══ RAW RECORDS
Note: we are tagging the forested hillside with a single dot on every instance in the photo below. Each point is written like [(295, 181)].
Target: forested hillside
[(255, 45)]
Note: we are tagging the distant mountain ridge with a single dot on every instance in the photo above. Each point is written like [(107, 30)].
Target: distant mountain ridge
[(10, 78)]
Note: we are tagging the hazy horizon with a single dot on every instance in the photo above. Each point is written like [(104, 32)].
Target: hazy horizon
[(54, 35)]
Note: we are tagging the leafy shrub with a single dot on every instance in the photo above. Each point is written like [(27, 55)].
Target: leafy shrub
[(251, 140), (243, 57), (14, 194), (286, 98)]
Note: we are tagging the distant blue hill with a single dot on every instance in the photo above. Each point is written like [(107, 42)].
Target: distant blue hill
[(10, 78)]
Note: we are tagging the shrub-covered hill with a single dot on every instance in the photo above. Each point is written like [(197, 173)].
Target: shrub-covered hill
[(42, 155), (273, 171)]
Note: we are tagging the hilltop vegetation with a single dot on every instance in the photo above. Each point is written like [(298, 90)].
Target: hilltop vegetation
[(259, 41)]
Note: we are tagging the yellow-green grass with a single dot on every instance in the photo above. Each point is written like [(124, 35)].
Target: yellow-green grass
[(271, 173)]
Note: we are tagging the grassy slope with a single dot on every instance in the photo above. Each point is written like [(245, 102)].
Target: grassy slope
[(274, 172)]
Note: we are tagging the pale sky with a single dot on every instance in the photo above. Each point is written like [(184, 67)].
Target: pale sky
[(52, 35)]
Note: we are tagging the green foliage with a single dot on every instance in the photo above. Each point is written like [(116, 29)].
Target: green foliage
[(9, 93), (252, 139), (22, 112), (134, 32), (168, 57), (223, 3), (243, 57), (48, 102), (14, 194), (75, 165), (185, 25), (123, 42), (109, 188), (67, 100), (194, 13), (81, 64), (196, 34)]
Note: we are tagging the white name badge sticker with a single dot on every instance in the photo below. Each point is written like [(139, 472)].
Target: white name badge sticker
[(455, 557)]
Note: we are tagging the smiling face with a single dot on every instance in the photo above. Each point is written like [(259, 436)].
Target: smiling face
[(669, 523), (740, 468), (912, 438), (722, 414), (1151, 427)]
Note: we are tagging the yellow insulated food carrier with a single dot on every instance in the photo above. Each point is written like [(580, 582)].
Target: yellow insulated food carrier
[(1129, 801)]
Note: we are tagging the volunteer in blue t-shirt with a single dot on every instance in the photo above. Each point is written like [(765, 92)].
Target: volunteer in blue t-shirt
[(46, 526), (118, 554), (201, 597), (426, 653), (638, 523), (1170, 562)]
════
PROBLEM TO SOLVE: Rewrite all of the data above, substituting "single marker" for each occurrence of "single dot" and changing nothing else.

RESULT OF THE TASK:
Note: we are tagging the forested hillside with a single marker on every instance in the photo below. Each point is written like [(295, 181)].
Target: forested hillside
[(255, 45)]
Note: we are tagging the distant mountain ridge with a single marker on every instance in the photo above. Each point is written like [(107, 30)].
Target: distant mountain ridge
[(10, 78)]
Note: we are tagging the hazy horizon with a single marker on every instance in the photo above. Each point is written like [(104, 32)].
Target: hazy horizon
[(54, 35)]
Note: we are tagging the leafy shrub with a single marker on every instance in the photo above. Each point is written like [(27, 55)].
Target: leafy shrub
[(251, 140), (243, 57), (14, 194), (286, 98)]
Note: we are tagging the distant blue hill with a single marker on every instance in the photo above. Each point is written like [(107, 42)].
Target: distant blue hill
[(10, 78)]
Note: we are tagging the shrub-covered hill with a single marker on every instance in the photo above. Each point is written like [(197, 173)].
Target: shrub-covered hill
[(42, 155), (273, 171)]
Note: we are tagging the hilltop vegetation with a single marker on every instance in the photo above. Each point is written like [(298, 90)].
Target: hilltop vegetation
[(259, 41)]
Note: we are tagging the yellow-green grass with a single marker on every instance in the photo above. Each point is written like [(124, 35)].
Target: yellow-green grass
[(271, 173)]
Note: we are tagging the grassy slope with a single marker on every instance in the photo above. Each point is written like [(245, 102)].
Target: grassy slope
[(274, 172)]
Note: we are tagging the pale sky with a single marker on every instance in the photo above. Each point is written like [(184, 67)].
Target: pale sky
[(52, 35)]
Note: we are tagging the green foliage with a single marker on every instance in the photo above. Each point is written like [(116, 29)].
Target: green foliage
[(9, 93), (252, 139), (22, 112), (134, 32), (168, 57), (223, 3), (243, 57), (48, 102), (14, 194), (75, 165), (185, 25), (123, 42), (109, 188), (67, 100), (194, 13), (81, 64), (196, 34)]
Note: we are tagging the white name badge sticker with a single marker on every instance in the photo below. Each point is written like [(139, 472)].
Target: white name badge sticker
[(455, 557)]
Note: we are tagging the smiling face with a single marker on every instance in the photo above. Each point is written like [(259, 436)].
Target: smiling face
[(669, 523), (740, 468), (912, 438), (722, 414), (1151, 427)]
Note: we are tagging the yellow insulated food carrier with a single marker on every instance in the photo above. Each point is written like [(580, 582)].
Target: yellow insulated food carrier
[(1129, 801)]
Note: we are tagging the volunteer in blue t-shirt with a single marker on every instance in the photo above. Each point is written like [(765, 92)].
Target: volunteer in blue t-shirt
[(46, 526), (118, 554), (201, 597), (426, 653), (638, 523), (1170, 562)]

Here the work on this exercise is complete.